- WORK INSTRUCTIONS:
1 – Could you return, word for word, the part of the postal-service comment thread starting with "It would be" and going on through "away with murder?"?
2 – Can you carry the postal-service comment thread further, picking up right after its final line?

- TEXT SHOWN:
--
Do they still get a mail handlers pension? Do they still receive the benefit of mail handlers health benefits as part of their retirement?

Posted by: cdg0606 | December 7, 2010 12:26 PM | Report abuse

Do they still get a mail handlers pension? Do they still receive the benefit of mail handlers health benefits as part of their retirement?
===============================
I sure as h3ll HOPE NOT!!

Posted by: Angryman | December 7, 2010 1:21 PM | Report abuse

I live near the Federal Building in San Francisco. Our Post Office is in its basement and the carriers who work out of there deliver both mail to my building and to the office of Speaker Pelosi.

Our service is terrible. We not only often have a substitute carrier who doesn't know the route and delivers nothing but junk mail (which goes to every address and therefore doesn't have to be sorted), but, as often as 2 days a week, we get no service at all. The explanation is that they are so busy delivering to the Federal Building offices, they don't have time to deliver to us.

I once called the Speaker's office and asked them to do something about the fact that their mail service was interfering with mine. I got no response.

Posted by: BTinSF | December 7, 2010 1:21 PM | Report abuse

I paid thousands to my congressman to keep our post office off the closing list.

Posted by: blasmaic | December 7, 2010 1:47 PM | Report abuse

It would be very interesting to know how many allegations were overturned or reversed by arbitrators or judges. I know of a case of a Social Security employee who murdered his wife in Detroit, copped a plea to manslaughter, and was given work release by the trial court. SSA tried to fire him, but it was overturned by an arbitrator, and that was upheld in court. He did have to spend nights and weekends in jail, but who says you can't get away with murder?
It used to be well-known that you could not fire a Federal employee after the probationary period of one year. I myself made a point of giving probationary employees a lot of help and counsel, but if they did not turn it around, I did terminate employees, and I did not feel bad at all. The choice was that or leave them on the Federal payroll as nearly useless for 30 years or so.
Somehow, with stories of mail tossing and the like, I have a good deal less faith in mail-in election results. If a mail carrier favors one political party over another, it is easy to find out the voting history of the residents of a zip-code and to then toss their ballots if they tend to favor the other party. Personally, I don't think mail-in ballots are trustworthy.

Posted by: fedworker4 | December 7, 2010 2:09 PM | Report abuse

Did Mr. O'Keefe actually read the semiannual report, or did he just skip to the part that he could use to unfairly cast postal workers in a bad light?

Since Mr. O'Keefe has provided a reference to the report, I'll suggest that he read page 3, which repudiates the false notion that the Postal Service is sinking. In fact, the report states that USPS can recover up to $142 billion by the return of the massive overpayments to the pension and health benefit funds and the relief from having to continue massive overpayments for many years into the future. Now there's a story that is a bit more weighty than recitations of petty crimes committed by an unrepresentative sample of postal employees.

Posted by: mycroftt | December 7, 2010 2:12 PM | Report abuse

What is the postal service employees' rate of criminal misbehavior as compared to that for others in positions entailing discretion and a minimal level of security clearance, I wonder?

If the postal service employee population is taken from a special population such as ex-military people, it would not be representative of the population as a whole, but rather representative of a population that had been subjected to unusual stress that might lead to drug abuse and other lapses in some of its more vulnerable members.

Posted by: CMNC | December 7, 2010 2:30 PM | Report abuse

And, of course, workers in private business are perfect angels (especially at the top).
--
[Data extracted from a collection]
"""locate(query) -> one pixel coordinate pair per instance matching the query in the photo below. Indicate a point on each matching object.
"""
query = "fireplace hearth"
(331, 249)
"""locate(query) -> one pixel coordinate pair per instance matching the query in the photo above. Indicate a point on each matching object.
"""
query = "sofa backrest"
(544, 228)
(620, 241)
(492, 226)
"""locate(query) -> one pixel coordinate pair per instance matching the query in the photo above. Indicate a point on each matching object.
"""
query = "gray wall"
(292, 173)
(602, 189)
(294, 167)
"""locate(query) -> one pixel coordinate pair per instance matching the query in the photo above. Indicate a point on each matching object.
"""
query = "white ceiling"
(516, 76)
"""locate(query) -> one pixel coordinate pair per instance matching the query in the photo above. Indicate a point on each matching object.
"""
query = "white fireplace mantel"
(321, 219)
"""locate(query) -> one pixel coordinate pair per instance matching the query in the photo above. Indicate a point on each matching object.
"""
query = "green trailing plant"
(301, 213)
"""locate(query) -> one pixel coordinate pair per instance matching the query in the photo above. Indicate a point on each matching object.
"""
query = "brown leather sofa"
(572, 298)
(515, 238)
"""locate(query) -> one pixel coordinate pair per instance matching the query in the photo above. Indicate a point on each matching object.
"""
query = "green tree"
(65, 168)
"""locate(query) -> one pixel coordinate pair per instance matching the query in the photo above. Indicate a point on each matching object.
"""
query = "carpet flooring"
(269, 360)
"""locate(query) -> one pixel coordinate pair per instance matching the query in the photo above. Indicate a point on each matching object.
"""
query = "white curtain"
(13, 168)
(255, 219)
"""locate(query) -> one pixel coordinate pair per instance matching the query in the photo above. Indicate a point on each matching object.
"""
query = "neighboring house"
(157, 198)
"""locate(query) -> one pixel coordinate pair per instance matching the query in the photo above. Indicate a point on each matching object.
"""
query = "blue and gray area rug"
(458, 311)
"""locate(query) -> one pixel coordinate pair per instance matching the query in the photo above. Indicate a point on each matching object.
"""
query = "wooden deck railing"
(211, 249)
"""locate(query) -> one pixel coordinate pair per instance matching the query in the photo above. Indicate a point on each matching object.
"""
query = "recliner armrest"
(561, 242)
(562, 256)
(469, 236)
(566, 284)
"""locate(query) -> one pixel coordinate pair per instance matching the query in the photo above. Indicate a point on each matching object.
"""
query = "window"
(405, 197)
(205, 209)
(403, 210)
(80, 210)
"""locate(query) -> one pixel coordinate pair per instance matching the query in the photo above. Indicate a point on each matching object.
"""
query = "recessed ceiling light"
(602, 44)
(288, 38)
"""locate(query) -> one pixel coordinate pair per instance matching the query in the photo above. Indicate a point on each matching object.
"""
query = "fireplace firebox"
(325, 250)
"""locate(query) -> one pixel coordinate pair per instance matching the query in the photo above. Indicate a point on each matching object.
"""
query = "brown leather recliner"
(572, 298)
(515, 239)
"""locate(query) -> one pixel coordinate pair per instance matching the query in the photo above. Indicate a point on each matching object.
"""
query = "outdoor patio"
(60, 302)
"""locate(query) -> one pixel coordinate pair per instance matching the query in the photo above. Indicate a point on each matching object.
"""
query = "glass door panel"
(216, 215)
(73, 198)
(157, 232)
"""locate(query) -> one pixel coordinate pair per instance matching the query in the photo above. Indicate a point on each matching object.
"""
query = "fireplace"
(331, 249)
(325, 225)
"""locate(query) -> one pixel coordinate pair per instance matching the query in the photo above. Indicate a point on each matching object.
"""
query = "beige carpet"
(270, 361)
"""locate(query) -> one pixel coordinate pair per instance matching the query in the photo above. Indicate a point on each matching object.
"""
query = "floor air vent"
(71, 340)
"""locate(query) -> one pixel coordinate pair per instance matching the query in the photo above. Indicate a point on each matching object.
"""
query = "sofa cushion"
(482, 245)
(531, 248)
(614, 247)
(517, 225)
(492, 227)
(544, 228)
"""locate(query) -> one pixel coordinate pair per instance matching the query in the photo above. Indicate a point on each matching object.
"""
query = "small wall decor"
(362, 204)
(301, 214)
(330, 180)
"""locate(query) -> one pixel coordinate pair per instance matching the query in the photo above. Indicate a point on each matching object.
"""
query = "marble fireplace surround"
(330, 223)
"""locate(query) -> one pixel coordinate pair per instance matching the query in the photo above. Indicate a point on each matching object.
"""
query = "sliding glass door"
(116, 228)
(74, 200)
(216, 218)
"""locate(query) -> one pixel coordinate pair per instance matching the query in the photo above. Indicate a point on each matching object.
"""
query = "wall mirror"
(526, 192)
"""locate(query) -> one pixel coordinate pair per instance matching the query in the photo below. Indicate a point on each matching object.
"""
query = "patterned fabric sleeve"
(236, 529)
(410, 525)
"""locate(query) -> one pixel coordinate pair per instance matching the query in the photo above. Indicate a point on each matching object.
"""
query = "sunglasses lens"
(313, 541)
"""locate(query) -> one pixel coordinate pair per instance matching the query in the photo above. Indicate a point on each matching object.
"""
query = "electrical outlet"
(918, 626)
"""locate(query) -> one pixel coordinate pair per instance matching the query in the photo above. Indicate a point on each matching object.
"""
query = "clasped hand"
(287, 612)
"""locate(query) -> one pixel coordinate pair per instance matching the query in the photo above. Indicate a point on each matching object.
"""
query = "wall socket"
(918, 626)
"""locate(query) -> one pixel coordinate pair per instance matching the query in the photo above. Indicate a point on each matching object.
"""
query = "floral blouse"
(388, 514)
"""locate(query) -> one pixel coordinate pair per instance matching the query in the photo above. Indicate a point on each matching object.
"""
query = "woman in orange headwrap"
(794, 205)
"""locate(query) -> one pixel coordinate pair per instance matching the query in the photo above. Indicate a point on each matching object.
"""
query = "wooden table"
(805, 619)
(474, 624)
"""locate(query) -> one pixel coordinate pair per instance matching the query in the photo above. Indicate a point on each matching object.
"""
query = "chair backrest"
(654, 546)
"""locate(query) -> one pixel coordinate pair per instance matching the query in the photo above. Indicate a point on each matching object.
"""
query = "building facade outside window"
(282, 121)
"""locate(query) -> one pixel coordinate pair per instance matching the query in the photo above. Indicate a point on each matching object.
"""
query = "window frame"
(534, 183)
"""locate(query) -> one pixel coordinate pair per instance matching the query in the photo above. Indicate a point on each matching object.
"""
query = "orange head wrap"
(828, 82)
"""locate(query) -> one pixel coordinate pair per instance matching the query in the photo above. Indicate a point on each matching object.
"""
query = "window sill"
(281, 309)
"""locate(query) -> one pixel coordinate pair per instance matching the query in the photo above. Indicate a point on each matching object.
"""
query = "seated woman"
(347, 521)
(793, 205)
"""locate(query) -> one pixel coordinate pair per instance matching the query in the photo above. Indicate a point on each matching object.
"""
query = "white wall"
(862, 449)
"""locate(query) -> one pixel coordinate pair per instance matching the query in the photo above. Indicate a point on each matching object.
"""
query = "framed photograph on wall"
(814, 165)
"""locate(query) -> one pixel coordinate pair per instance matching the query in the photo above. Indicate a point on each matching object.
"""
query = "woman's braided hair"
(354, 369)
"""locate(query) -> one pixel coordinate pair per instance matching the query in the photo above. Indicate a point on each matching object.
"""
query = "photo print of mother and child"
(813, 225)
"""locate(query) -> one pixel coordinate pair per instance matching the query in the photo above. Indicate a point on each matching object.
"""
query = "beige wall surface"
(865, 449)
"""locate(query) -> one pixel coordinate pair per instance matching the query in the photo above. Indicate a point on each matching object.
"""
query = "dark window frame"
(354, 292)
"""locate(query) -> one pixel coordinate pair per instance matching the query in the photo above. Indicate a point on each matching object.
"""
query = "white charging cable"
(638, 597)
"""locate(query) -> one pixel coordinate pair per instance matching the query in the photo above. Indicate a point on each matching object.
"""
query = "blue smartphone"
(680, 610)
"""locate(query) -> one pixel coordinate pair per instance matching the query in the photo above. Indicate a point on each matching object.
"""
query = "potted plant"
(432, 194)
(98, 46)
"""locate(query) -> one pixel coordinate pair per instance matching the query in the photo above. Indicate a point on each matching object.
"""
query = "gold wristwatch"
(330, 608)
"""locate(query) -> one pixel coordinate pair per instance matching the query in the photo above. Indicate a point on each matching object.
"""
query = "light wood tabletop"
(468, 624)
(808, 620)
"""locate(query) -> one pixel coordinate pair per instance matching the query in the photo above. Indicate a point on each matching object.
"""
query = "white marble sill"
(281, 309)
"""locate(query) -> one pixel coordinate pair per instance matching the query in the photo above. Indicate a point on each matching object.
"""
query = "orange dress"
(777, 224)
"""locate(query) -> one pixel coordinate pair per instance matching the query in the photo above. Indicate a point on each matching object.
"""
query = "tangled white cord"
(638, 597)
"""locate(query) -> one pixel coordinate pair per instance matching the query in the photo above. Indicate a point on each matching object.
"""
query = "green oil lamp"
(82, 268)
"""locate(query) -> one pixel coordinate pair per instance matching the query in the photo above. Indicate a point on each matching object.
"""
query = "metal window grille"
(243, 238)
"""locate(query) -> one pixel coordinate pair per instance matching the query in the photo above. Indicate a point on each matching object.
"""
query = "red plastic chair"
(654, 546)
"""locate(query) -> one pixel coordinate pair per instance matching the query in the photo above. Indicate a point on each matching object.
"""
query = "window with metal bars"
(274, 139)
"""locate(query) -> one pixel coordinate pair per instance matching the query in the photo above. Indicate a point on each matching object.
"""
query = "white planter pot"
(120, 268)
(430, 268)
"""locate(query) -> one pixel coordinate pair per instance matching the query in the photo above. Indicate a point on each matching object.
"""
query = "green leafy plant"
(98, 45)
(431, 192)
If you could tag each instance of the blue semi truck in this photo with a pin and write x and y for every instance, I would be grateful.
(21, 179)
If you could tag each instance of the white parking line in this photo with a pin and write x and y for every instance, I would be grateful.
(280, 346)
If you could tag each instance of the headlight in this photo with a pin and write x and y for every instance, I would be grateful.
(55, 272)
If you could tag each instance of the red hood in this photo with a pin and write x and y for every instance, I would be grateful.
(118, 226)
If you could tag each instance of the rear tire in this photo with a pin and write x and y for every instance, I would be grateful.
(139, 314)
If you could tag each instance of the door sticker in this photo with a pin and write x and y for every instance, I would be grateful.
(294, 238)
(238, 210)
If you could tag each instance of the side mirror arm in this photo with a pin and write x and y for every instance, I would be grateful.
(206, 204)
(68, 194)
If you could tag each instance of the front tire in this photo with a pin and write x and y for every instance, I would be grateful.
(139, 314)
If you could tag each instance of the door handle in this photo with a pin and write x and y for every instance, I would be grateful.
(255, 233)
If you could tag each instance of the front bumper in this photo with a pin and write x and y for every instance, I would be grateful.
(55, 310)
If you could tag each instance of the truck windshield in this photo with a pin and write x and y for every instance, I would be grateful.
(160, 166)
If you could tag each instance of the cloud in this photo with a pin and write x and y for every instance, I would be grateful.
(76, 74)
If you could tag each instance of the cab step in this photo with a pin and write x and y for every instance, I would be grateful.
--
- TASK RESULTS:
1 –
It would be very interesting to know how many allegations were overturned or reversed by arbitrators or judges. I know of a case of a Social Security employee who murdered his wife in Detroit, copped a plea to manslaughter, and was given work release by the trial court. SSA tried to fire him, but it was overturned by an arbitrator, and that was upheld in court. He did have to spend nights and weekends in jail, but who says you can't get away with murder?

2 –
Posted by: risandy | December 7, 2010 2:36 PM | Report abuse

Ah yes, columnists can sit in their little ivory towers and tap out just about whatever they choose, especially when it comes to people and institutions they don't much care for. While there are bad apples in EVERY line of work, the USPS should be commended for dealing with theirs by ridding the work place of them. Not cast in the harsh light of this columnist who is obviously running out of things about which to write.

In fact, most postal workers are hard-working and honest, and would not commit the acts named in Mr. O'Keefe's column. Naturally, a business the size of the USPS is going to inadvertently employ a few bad apples. This is true of any business, including that of the almighty newspaper (that by the way, isn't so almighty any longer). It's easy to be critical, especially with an entity such as the USPS that is so highly visible. Wouldn't it be nice if instead, some erstwhile columnist focused on the thousands of men and women who work for the USPS, who are hard-working, honest, and do their jobs every day without stealing, lying, or committing some other infraction? While that might make for dreary reading, it would shed light on the fact that the vast majority of postal workers are not a representation of what Mr. O'Keefe has chosen to highlight in his column.

Furthermore, whenever a column or article like this one appears, there are those who jump on the bandwagon to announce that they receive lousy service and that we should abolish it and move on. Of course, those same gripers will be at it once again when they wake up to the realization that you never miss something until it's gone. It is only then you begin to realize what you had and you begin to concentrate on the positive points (with the USPS there are many) instead of what you imagined were the many bad ones. Every business has it's good and bad points and if it were not for businesses like the USPS and so many others in our country, none of the gripers would have a job and no one would be making a living.

Newspapers are in a dire state today. I wonder what transgressions the people there are committing? I don't condone stealing or dumping mail, but let's keep things in perspective.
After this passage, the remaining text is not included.